## START

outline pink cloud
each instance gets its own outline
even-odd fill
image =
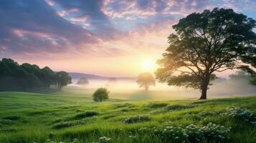
[[[69,19],[74,22],[83,22],[85,21],[88,18],[89,18],[88,16],[83,16],[80,17],[72,17]]]

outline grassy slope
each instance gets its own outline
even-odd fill
[[[231,106],[246,106],[256,114],[256,97],[229,97],[199,102],[194,99],[166,102],[123,101],[110,99],[104,103],[95,103],[89,96],[82,93],[65,90],[44,93],[0,92],[0,119],[10,119],[10,123],[1,123],[0,129],[11,130],[0,132],[0,142],[44,142],[51,137],[56,141],[69,141],[77,138],[81,142],[92,142],[100,137],[111,137],[115,142],[156,142],[158,139],[145,134],[138,141],[128,137],[136,134],[136,130],[142,127],[157,127],[165,122],[173,125],[190,124],[205,124],[213,122],[225,127],[232,127],[229,134],[234,142],[256,142],[256,127],[239,122],[221,116],[206,116],[197,119],[189,118],[186,114],[202,111],[214,111]],[[178,109],[159,114],[151,114],[150,121],[127,124],[121,122],[124,118],[135,114],[149,114],[158,108],[151,108],[149,103],[184,104],[196,103],[194,108]],[[129,103],[129,104],[127,104]],[[74,119],[76,114],[88,109],[99,112],[97,117]],[[54,123],[60,121],[82,121],[77,125],[62,129],[53,129]],[[120,129],[122,130],[120,130]]]

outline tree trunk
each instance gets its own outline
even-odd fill
[[[147,85],[147,84],[145,86],[145,91],[146,91],[146,92],[148,92],[148,87],[149,87],[149,86]]]
[[[199,99],[207,99],[207,89],[208,89],[208,84],[209,82],[209,75],[207,75],[201,82],[201,97]]]

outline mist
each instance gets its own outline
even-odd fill
[[[108,79],[89,79],[89,84],[78,85],[78,79],[73,79],[72,84],[68,87],[78,87],[80,89],[91,91],[105,87],[110,92],[110,97],[128,100],[166,100],[185,98],[198,98],[201,93],[198,89],[176,86],[156,82],[156,85],[151,86],[148,92],[139,88],[136,79],[117,79],[109,82]],[[217,79],[212,82],[207,91],[209,98],[230,96],[248,96],[256,92],[255,87],[250,85],[247,79]]]

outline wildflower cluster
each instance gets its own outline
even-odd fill
[[[158,108],[167,106],[166,103],[150,103],[146,107],[150,108]]]
[[[74,139],[72,141],[67,142],[67,143],[77,143],[77,139]],[[34,142],[34,143],[36,143],[36,142]],[[62,142],[62,141],[55,142],[55,141],[52,141],[51,139],[47,139],[47,143],[65,143],[65,142]]]
[[[55,123],[52,125],[52,128],[54,129],[60,129],[64,127],[68,127],[74,126],[74,123],[72,122],[63,122],[61,121],[60,122]]]
[[[149,115],[148,114],[138,114],[134,115],[130,117],[127,117],[123,119],[123,122],[125,123],[136,123],[141,122],[144,121],[149,121]]]
[[[194,104],[173,104],[173,105],[167,105],[166,107],[163,107],[163,109],[167,111],[175,110],[175,109],[187,109],[187,108],[193,108],[194,107]]]
[[[256,116],[252,112],[240,107],[227,108],[221,115],[232,117],[236,119],[256,124]]]
[[[85,118],[85,117],[90,117],[98,115],[99,113],[95,110],[87,110],[84,112],[83,113],[80,113],[77,114],[75,117],[75,118]]]
[[[166,126],[161,127],[141,128],[142,132],[151,132],[164,141],[173,140],[174,142],[208,142],[227,139],[227,134],[230,128],[209,123],[207,126],[190,124],[186,127]]]
[[[112,141],[111,138],[109,137],[100,137],[100,143],[111,142],[111,141]]]
[[[12,121],[11,119],[0,119],[0,124],[11,124]]]

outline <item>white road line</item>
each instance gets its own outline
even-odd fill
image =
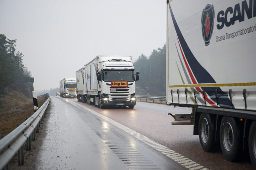
[[[189,170],[209,170],[208,168],[196,163],[188,158],[179,154],[178,153],[166,147],[162,144],[94,110],[71,100],[69,100],[68,102],[82,107],[94,115],[102,118],[106,121],[132,136],[134,138],[157,150],[161,153],[184,166]],[[166,149],[164,150],[163,151],[160,151],[163,150],[163,149],[162,148],[165,148],[164,147],[165,147]]]

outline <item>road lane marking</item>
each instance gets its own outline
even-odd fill
[[[88,111],[100,117],[105,120],[122,130],[134,138],[137,138],[145,144],[157,150],[158,152],[178,162],[179,164],[188,168],[189,170],[209,170],[200,164],[186,158],[177,152],[166,146],[156,142],[150,138],[124,126],[111,119],[101,115],[92,109],[79,103],[69,100],[68,102],[72,104],[75,104],[87,110]]]

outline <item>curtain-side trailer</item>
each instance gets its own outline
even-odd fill
[[[139,80],[132,57],[98,56],[76,72],[77,101],[100,108],[136,104],[135,81]]]
[[[256,1],[167,1],[167,104],[192,107],[172,124],[194,124],[203,149],[249,149],[256,166]]]

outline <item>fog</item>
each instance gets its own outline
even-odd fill
[[[134,61],[166,41],[166,0],[0,0],[0,33],[17,39],[36,90],[75,78],[97,55]]]

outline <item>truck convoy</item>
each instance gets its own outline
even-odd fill
[[[77,101],[102,108],[136,104],[135,82],[132,57],[98,56],[76,72]],[[134,75],[135,76],[134,76]]]
[[[76,97],[76,79],[64,78],[60,81],[60,93],[62,97]]]
[[[256,0],[167,1],[167,104],[194,124],[203,149],[225,158],[249,150],[256,166]]]

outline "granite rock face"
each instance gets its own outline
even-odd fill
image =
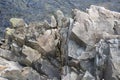
[[[120,13],[91,5],[72,18],[58,10],[51,23],[10,22],[0,41],[1,79],[120,79]]]

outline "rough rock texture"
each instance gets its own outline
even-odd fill
[[[119,80],[120,13],[91,5],[72,14],[58,10],[51,23],[10,19],[0,41],[0,78]]]

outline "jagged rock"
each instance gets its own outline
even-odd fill
[[[51,27],[57,27],[57,22],[54,16],[51,16]]]
[[[12,23],[12,27],[16,28],[16,27],[23,27],[25,26],[25,22],[23,19],[20,18],[11,18],[10,22]]]
[[[120,74],[120,40],[111,39],[109,42],[110,53],[108,56],[108,64],[105,71],[106,80],[119,80]],[[109,77],[108,77],[109,76]]]
[[[31,67],[25,67],[22,69],[21,75],[25,78],[24,80],[46,80],[47,77],[40,76]]]
[[[95,78],[88,71],[86,71],[81,80],[95,80]]]
[[[4,50],[0,48],[0,57],[5,58],[7,60],[15,61],[17,57],[9,50]]]
[[[115,22],[114,22],[114,27],[113,27],[113,29],[114,29],[114,33],[115,33],[115,34],[120,35],[120,22],[119,22],[119,21],[115,21]]]
[[[38,50],[42,54],[54,53],[57,45],[57,39],[55,39],[57,30],[46,30],[43,35],[37,38],[37,41],[28,40],[26,45]]]
[[[94,59],[81,60],[79,63],[79,67],[82,71],[89,71],[92,74],[94,73]]]
[[[56,16],[57,16],[58,27],[62,27],[62,25],[63,25],[63,19],[64,19],[63,12],[61,10],[57,10]]]
[[[48,76],[50,79],[58,78],[60,79],[60,72],[58,68],[55,68],[47,60],[38,60],[33,63],[34,68],[41,74]]]
[[[22,54],[25,56],[24,64],[26,65],[31,65],[32,62],[40,59],[41,57],[41,54],[38,51],[25,45],[22,48]]]
[[[68,43],[68,56],[74,59],[80,59],[80,55],[84,52],[84,49],[76,44],[74,41]]]
[[[21,69],[22,67],[17,62],[7,61],[0,57],[0,76],[9,80],[22,80],[22,77],[19,75]]]
[[[14,55],[20,56],[21,47],[18,46],[16,42],[13,42],[10,47],[11,47],[11,51]]]
[[[75,72],[70,72],[66,74],[66,76],[62,77],[62,80],[76,80],[78,77],[77,73]]]
[[[106,10],[103,7],[91,6],[88,13],[80,10],[74,12],[74,27],[71,36],[82,45],[95,45],[100,39],[117,38],[114,34],[114,20],[119,13]],[[84,16],[84,17],[83,17]]]
[[[42,49],[44,49],[46,53],[52,52],[53,50],[55,50],[56,43],[55,43],[54,36],[51,35],[51,33],[52,33],[51,31],[50,32],[46,31],[46,33],[43,36],[37,39],[38,44]]]
[[[8,80],[8,79],[6,79],[6,78],[3,78],[3,77],[0,77],[0,80]]]

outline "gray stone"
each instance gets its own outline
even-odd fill
[[[23,80],[20,76],[21,69],[22,67],[17,62],[7,61],[0,58],[0,76],[9,80]]]
[[[119,80],[120,74],[120,40],[111,39],[108,41],[110,47],[110,53],[108,57],[108,64],[105,71],[105,79],[109,80]],[[109,76],[109,77],[108,77]]]
[[[23,46],[22,54],[25,55],[25,64],[31,65],[32,62],[41,58],[41,54],[28,46]]]
[[[77,73],[75,72],[70,72],[66,74],[66,76],[62,77],[62,80],[76,80],[78,77]]]
[[[8,79],[6,79],[6,78],[3,78],[3,77],[0,77],[0,80],[8,80]]]
[[[58,68],[51,65],[47,60],[38,60],[33,63],[34,68],[41,74],[53,79],[54,77],[60,79],[60,72]]]
[[[20,18],[11,18],[10,22],[13,28],[25,26],[24,20]]]
[[[51,16],[51,27],[57,27],[57,22],[54,16]]]
[[[64,18],[63,12],[61,10],[57,10],[56,16],[57,16],[58,26],[62,27],[62,25],[63,25],[63,18]]]
[[[17,57],[9,50],[4,50],[0,48],[0,57],[5,58],[7,60],[15,61]]]
[[[86,71],[81,80],[95,80],[95,78],[88,71]]]
[[[46,80],[44,76],[37,73],[31,67],[24,67],[22,69],[21,75],[25,78],[24,80]]]

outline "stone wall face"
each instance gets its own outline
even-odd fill
[[[50,22],[10,23],[0,40],[2,80],[120,79],[120,13],[91,5],[72,18],[57,10]]]

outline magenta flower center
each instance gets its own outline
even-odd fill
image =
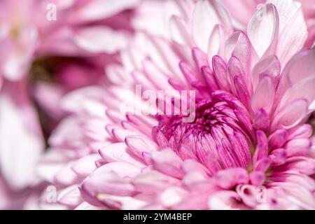
[[[194,122],[183,122],[181,115],[160,116],[153,136],[161,148],[172,148],[183,159],[197,160],[211,174],[227,168],[246,168],[251,140],[239,111],[232,102],[216,97],[201,100]]]

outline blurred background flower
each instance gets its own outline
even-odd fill
[[[41,182],[34,167],[65,115],[62,96],[106,84],[106,66],[132,33],[137,1],[1,1],[1,197],[8,198],[1,208],[22,208],[15,200]]]
[[[314,209],[314,6],[1,1],[0,209]]]

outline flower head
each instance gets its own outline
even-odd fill
[[[307,32],[300,6],[268,1],[262,7],[245,32],[234,31],[218,1],[178,1],[171,39],[139,31],[121,52],[122,66],[108,68],[112,85],[68,96],[80,128],[73,136],[57,130],[60,141],[52,136],[61,144],[52,152],[64,157],[62,150],[71,149],[76,156],[62,161],[52,175],[66,187],[60,203],[81,209],[315,208],[312,129],[305,123],[314,109],[314,50],[301,50]],[[143,101],[133,90],[139,84],[153,92],[195,90],[193,120],[164,110],[121,114],[126,95],[134,95],[134,104]],[[82,93],[89,99],[83,105]]]

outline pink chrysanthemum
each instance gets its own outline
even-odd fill
[[[112,86],[68,95],[63,105],[73,115],[38,167],[45,175],[57,170],[46,177],[64,188],[59,203],[314,209],[312,129],[305,122],[314,109],[315,52],[301,50],[307,36],[302,8],[279,2],[263,5],[245,33],[234,30],[218,1],[173,1],[179,10],[172,39],[139,31],[121,53],[122,66],[107,71]],[[153,92],[195,90],[194,120],[121,114],[122,101],[136,98],[139,84]]]

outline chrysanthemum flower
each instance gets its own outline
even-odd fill
[[[34,167],[43,135],[62,116],[59,97],[105,79],[104,66],[132,32],[137,1],[0,1],[0,209],[21,208],[38,183]]]
[[[139,32],[122,52],[123,66],[108,69],[111,87],[68,96],[64,106],[74,119],[56,130],[52,155],[39,167],[42,174],[62,167],[52,172],[52,183],[64,188],[59,203],[314,209],[312,129],[305,122],[314,110],[315,52],[301,50],[307,36],[302,8],[281,2],[263,5],[245,33],[234,30],[218,1],[178,1],[172,40]],[[139,84],[153,92],[195,90],[195,119],[121,114],[122,101],[136,97]],[[136,107],[141,99],[134,97]],[[53,156],[68,153],[71,159]]]

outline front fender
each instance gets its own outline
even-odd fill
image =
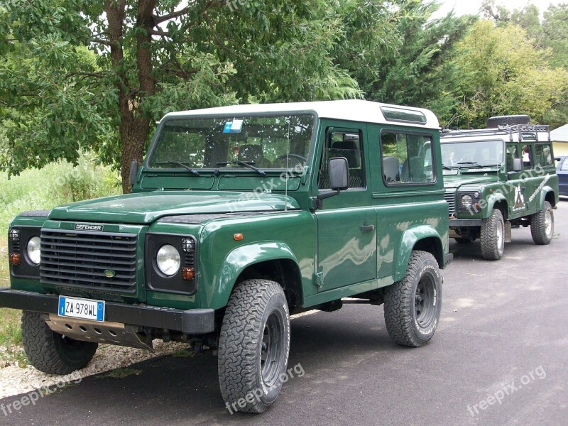
[[[487,197],[487,208],[481,209],[481,217],[483,219],[488,218],[493,213],[493,209],[495,204],[501,201],[504,201],[506,204],[507,203],[507,199],[502,192],[496,192],[490,195]]]
[[[439,234],[438,234],[437,231],[436,231],[436,229],[432,225],[417,225],[408,228],[404,231],[400,242],[400,248],[398,251],[398,255],[396,258],[396,267],[394,275],[395,281],[402,280],[404,277],[404,274],[406,273],[406,268],[408,266],[408,262],[410,260],[410,254],[413,252],[413,248],[416,246],[416,244],[420,240],[427,238],[435,239],[437,241],[437,250],[442,250],[443,244],[442,244],[442,237]],[[435,253],[432,254],[435,254]],[[436,257],[437,258],[437,256]],[[438,259],[438,261],[439,261],[439,259]]]
[[[281,242],[255,243],[241,246],[230,251],[219,271],[218,284],[208,305],[214,309],[226,306],[237,278],[251,265],[281,259],[291,260],[298,264],[290,247]]]
[[[558,204],[558,192],[555,192],[555,190],[548,185],[545,185],[542,187],[542,189],[540,190],[540,192],[538,195],[538,204],[537,204],[537,210],[540,212],[542,209],[542,207],[545,207],[545,201],[546,201],[546,197],[548,195],[550,192],[553,194],[555,202],[554,205]]]

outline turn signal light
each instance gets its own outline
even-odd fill
[[[190,268],[189,266],[185,266],[182,270],[182,278],[183,278],[185,281],[191,281],[195,278],[195,268]]]
[[[10,255],[10,264],[17,266],[22,261],[22,256],[19,253],[12,253]]]

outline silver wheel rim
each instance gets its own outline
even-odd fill
[[[545,232],[547,237],[550,237],[552,233],[552,214],[550,210],[547,210],[545,213]]]

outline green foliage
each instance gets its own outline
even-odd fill
[[[12,346],[21,343],[22,332],[20,327],[21,315],[22,312],[19,310],[0,308],[0,346]],[[3,358],[13,358],[13,355],[11,353],[6,354],[0,353],[0,360]]]
[[[78,165],[65,160],[42,170],[30,169],[9,180],[0,173],[0,236],[4,240],[12,218],[25,210],[51,209],[73,201],[119,193],[120,181],[109,167],[97,165],[94,154],[78,154]],[[4,258],[2,259],[4,261]]]
[[[453,116],[442,114],[442,122],[483,127],[488,116],[514,114],[540,121],[568,88],[568,72],[550,68],[548,55],[515,25],[476,23],[456,46],[453,66],[460,78],[448,88],[456,103]]]
[[[544,12],[542,20],[538,9],[533,4],[510,11],[502,6],[496,6],[491,1],[485,6],[484,11],[500,27],[509,23],[522,27],[530,37],[535,48],[546,52],[546,61],[550,68],[560,72],[568,70],[568,4],[551,4]],[[534,77],[541,82],[546,80],[540,75]],[[548,80],[550,80],[550,76]],[[550,124],[553,129],[568,122],[568,90],[565,89],[557,97],[543,114],[534,118],[539,122]]]

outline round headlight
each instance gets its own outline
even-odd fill
[[[180,252],[170,244],[162,246],[155,256],[155,263],[160,272],[168,277],[178,273],[181,265]]]
[[[28,241],[28,258],[34,265],[39,265],[41,260],[40,242],[39,236],[32,236]]]
[[[474,200],[471,198],[471,195],[464,195],[462,197],[462,205],[464,206],[466,209],[469,209],[471,207],[473,204]]]

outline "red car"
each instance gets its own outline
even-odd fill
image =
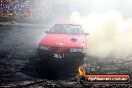
[[[55,24],[46,33],[47,35],[41,40],[38,48],[39,56],[42,57],[43,61],[46,61],[44,67],[48,66],[47,68],[49,68],[51,64],[56,66],[58,62],[63,62],[65,67],[74,67],[75,70],[83,63],[86,53],[85,37],[88,33],[84,33],[80,25]],[[46,64],[50,65],[46,66]],[[58,68],[60,67],[63,66]]]

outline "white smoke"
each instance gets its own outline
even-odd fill
[[[81,23],[87,36],[87,54],[98,58],[132,55],[132,19],[118,11],[81,17],[76,11],[71,19]]]

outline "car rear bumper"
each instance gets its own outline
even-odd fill
[[[83,52],[56,53],[38,49],[38,54],[44,60],[53,62],[83,62],[85,58],[85,53]]]

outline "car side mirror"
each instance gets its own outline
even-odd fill
[[[47,33],[47,34],[48,34],[48,33],[49,33],[49,31],[45,31],[45,33]]]
[[[85,33],[85,36],[88,36],[89,35],[89,33]]]

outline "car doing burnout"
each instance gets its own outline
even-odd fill
[[[54,58],[70,58],[76,61],[80,58],[83,61],[86,53],[86,35],[80,25],[76,24],[55,24],[47,35],[39,43],[39,56]],[[67,60],[68,60],[67,58]],[[66,60],[66,59],[62,59]]]

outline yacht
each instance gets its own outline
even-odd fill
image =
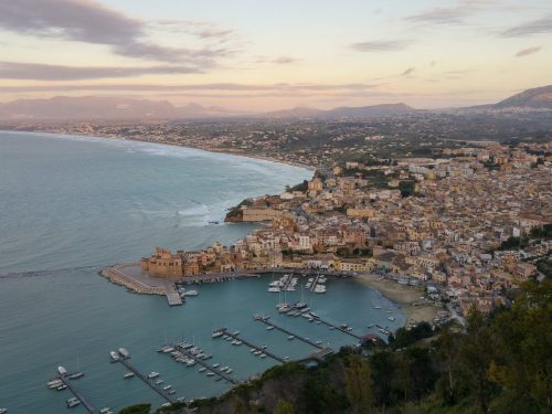
[[[211,338],[220,338],[224,335],[224,331],[223,330],[215,330],[213,332],[213,335],[211,336]]]
[[[68,399],[66,401],[66,403],[67,403],[67,408],[72,408],[72,407],[77,406],[78,404],[81,404],[81,401],[78,399],[76,399],[76,397],[73,397],[73,399]]]

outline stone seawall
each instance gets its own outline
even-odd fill
[[[125,286],[129,291],[132,291],[135,294],[141,294],[141,295],[162,295],[164,296],[167,294],[167,289],[162,286],[150,286],[145,283],[141,283],[140,280],[137,280],[136,278],[129,277],[125,275],[123,272],[120,272],[120,268],[124,266],[131,266],[136,265],[135,263],[126,263],[126,264],[118,264],[112,267],[106,267],[99,274],[104,276],[106,279],[109,282]],[[139,266],[139,264],[138,264]]]

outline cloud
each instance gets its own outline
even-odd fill
[[[431,24],[463,24],[466,18],[476,14],[484,4],[485,0],[463,0],[457,6],[437,7],[417,14],[412,14],[404,20],[413,23]]]
[[[3,93],[74,93],[74,92],[116,92],[116,93],[185,93],[185,94],[220,94],[221,96],[258,96],[264,95],[307,95],[318,96],[325,94],[355,94],[376,93],[380,84],[237,84],[237,83],[209,83],[209,84],[56,84],[56,85],[25,85],[1,86]],[[233,94],[233,95],[227,95]]]
[[[541,46],[533,46],[533,47],[527,47],[522,49],[518,53],[516,53],[516,57],[523,57],[523,56],[529,56],[530,54],[537,53],[541,50]]]
[[[552,15],[507,29],[500,35],[502,38],[518,38],[541,33],[552,33]]]
[[[272,62],[280,64],[280,65],[285,65],[285,64],[290,64],[290,63],[297,63],[299,61],[300,61],[300,59],[297,59],[297,57],[280,56],[280,57],[274,59]]]
[[[36,36],[103,44],[127,57],[214,65],[221,51],[167,47],[148,42],[146,22],[93,0],[0,1],[0,29]],[[206,33],[205,33],[206,35]],[[224,52],[224,51],[222,51]]]
[[[391,52],[406,49],[412,42],[405,40],[381,40],[351,44],[358,52]]]
[[[0,61],[0,78],[33,81],[82,81],[108,77],[127,77],[149,74],[197,73],[198,68],[188,66],[63,66],[40,63],[19,63]]]
[[[403,73],[401,73],[401,76],[408,76],[408,75],[412,75],[412,73],[413,73],[415,70],[416,70],[415,67],[408,67],[406,71],[404,71]]]

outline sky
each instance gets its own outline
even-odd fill
[[[552,0],[0,0],[0,102],[437,108],[550,84]]]

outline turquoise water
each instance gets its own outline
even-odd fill
[[[308,176],[288,166],[161,145],[0,132],[0,406],[9,413],[66,412],[68,391],[45,388],[60,364],[85,372],[75,385],[98,407],[160,405],[153,391],[136,378],[123,380],[124,368],[108,363],[109,351],[119,347],[129,349],[138,369],[160,372],[176,396],[187,399],[219,394],[227,384],[155,352],[166,340],[193,340],[240,379],[275,363],[246,347],[212,340],[220,326],[241,330],[280,357],[312,351],[266,331],[252,320],[256,312],[332,348],[353,343],[322,325],[277,315],[277,295],[266,291],[269,277],[201,285],[199,297],[169,308],[163,297],[131,295],[97,275],[102,266],[134,261],[157,245],[231,243],[253,226],[209,222],[222,220],[245,197],[279,192]],[[287,299],[299,298],[295,293]],[[328,294],[307,300],[359,335],[369,323],[404,323],[392,302],[353,280],[330,279]],[[72,411],[85,413],[82,406]]]

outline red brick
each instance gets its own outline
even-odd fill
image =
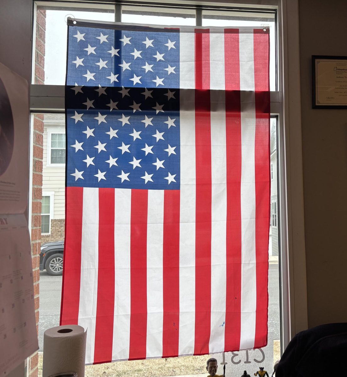
[[[42,160],[43,158],[43,148],[42,147],[39,147],[37,145],[34,145],[32,153],[34,156],[36,158],[38,158]]]
[[[33,202],[31,207],[31,212],[34,215],[35,213],[41,214],[42,204],[41,202]]]
[[[42,199],[42,189],[41,187],[34,187],[34,199],[41,200]]]
[[[38,115],[37,116],[38,117]],[[43,116],[41,116],[43,118]],[[41,133],[43,133],[43,122],[41,119],[38,119],[36,117],[34,118],[34,129]]]

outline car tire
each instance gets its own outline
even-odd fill
[[[50,255],[45,267],[49,275],[55,276],[63,275],[63,254],[59,253]]]

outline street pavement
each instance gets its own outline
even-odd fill
[[[43,350],[43,333],[45,330],[50,327],[58,326],[60,311],[60,300],[61,294],[61,276],[52,276],[47,274],[46,271],[41,271],[40,273],[40,319],[38,327],[38,343],[39,350]],[[273,365],[273,343],[274,340],[280,339],[280,297],[278,283],[278,265],[277,264],[271,264],[269,271],[269,337],[268,346],[264,348],[265,354],[264,365],[255,363],[254,359],[261,360],[261,355],[259,351],[250,351],[249,358],[252,362],[251,367],[254,369],[258,366],[264,366],[268,368],[268,372],[271,370]],[[241,360],[238,364],[231,362],[232,355],[231,353],[226,353],[225,358],[225,362],[228,362],[226,370],[233,371],[233,375],[237,376],[237,373],[240,376],[243,370],[249,368],[250,365],[247,362],[247,357],[245,351],[242,351],[240,353],[240,357],[235,357],[233,359],[234,363],[237,363]],[[219,364],[222,361],[221,354],[217,354],[216,358],[219,360]],[[245,362],[246,362],[245,363]],[[248,365],[246,364],[248,364]],[[244,366],[244,364],[246,364]],[[219,370],[219,372],[220,371]],[[242,372],[239,372],[239,369]],[[256,369],[257,370],[257,369]],[[253,369],[247,371],[254,373],[256,371]],[[272,371],[271,370],[272,373]],[[227,375],[229,373],[227,373]]]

## END

**Instructions for the task**
Can you rewrite the stretch from the line containing "outline street pavement" through the end of the material, replacing "street pavement" with "road surface" and leaving everything else unchanged?

**Exercise solution**
outline road surface
each instance gets its own outline
even-odd fill
[[[43,350],[43,333],[45,330],[50,327],[58,326],[60,311],[60,300],[61,294],[61,276],[52,276],[47,274],[46,271],[41,271],[40,273],[40,319],[38,327],[38,343],[39,350]],[[273,365],[273,343],[274,340],[280,339],[280,297],[278,283],[278,265],[277,264],[271,264],[269,271],[269,337],[268,346],[264,348],[265,354],[264,365],[255,363],[254,359],[261,360],[261,355],[259,351],[250,351],[249,358],[252,362],[251,367],[254,369],[258,366],[264,366],[268,368],[268,372],[271,370]],[[241,360],[238,364],[231,362],[232,355],[231,353],[226,353],[225,358],[225,362],[228,362],[226,370],[233,371],[233,375],[237,376],[237,373],[240,376],[243,370],[249,368],[250,365],[247,362],[247,357],[245,351],[242,351],[240,353],[240,357],[235,357],[233,359],[234,363],[237,363]],[[219,364],[222,361],[221,354],[217,354],[216,358],[219,360]],[[245,362],[246,362],[245,363]],[[248,365],[246,364],[248,364]],[[244,366],[244,364],[246,364]],[[219,370],[219,372],[220,371]],[[242,372],[239,372],[239,369]],[[256,369],[257,370],[257,369]],[[253,369],[247,371],[254,373],[256,371]],[[272,371],[271,370],[272,373]],[[227,375],[229,373],[227,373]]]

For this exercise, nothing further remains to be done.